Items from a data source
## begin
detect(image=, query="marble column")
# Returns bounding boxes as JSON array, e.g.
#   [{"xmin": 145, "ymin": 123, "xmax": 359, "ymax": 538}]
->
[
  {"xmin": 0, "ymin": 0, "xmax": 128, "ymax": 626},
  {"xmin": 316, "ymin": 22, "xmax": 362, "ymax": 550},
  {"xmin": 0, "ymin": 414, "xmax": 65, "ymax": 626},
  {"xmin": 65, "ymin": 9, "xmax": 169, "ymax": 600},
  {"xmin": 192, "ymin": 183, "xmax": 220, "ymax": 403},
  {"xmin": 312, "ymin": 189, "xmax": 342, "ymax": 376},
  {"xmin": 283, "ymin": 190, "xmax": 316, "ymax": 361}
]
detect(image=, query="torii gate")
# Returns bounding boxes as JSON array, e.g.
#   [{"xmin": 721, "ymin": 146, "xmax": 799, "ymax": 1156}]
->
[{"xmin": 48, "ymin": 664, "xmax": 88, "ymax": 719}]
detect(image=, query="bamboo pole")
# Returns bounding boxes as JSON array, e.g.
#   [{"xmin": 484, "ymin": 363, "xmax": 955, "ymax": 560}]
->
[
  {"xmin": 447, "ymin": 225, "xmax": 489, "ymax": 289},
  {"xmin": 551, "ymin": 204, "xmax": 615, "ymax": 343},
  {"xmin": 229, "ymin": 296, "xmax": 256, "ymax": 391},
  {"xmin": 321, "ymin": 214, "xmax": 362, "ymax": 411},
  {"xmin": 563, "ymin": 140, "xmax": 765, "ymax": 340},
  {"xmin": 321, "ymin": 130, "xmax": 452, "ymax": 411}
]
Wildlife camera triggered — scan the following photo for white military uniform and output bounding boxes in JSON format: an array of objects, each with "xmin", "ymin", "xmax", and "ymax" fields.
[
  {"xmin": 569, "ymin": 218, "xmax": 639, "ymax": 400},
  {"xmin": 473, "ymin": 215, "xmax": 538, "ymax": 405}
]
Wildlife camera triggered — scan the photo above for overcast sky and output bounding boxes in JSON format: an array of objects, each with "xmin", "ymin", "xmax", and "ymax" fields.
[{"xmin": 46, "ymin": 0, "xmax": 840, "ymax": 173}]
## end
— SHORT EXERCISE —
Only the lines from the one that contains "Wildlife camera triggered — scan the following" to the end of the data should be output, exactly as they appear.

— EXPECTED ANSWER —
Wildlife camera triggered — scan the following photo for white military uniform and output bounding boxes in JSON format: an array of objects, each with "xmin", "ymin", "xmax", and "ymax" fields.
[
  {"xmin": 569, "ymin": 218, "xmax": 639, "ymax": 400},
  {"xmin": 473, "ymin": 215, "xmax": 538, "ymax": 405}
]
Wildlife camera triggered — scan the photo above for overcast sky and output bounding boxes in JSON format: an array of objects, each with "xmin", "ymin", "xmax", and "ymax" fields.
[{"xmin": 46, "ymin": 0, "xmax": 840, "ymax": 173}]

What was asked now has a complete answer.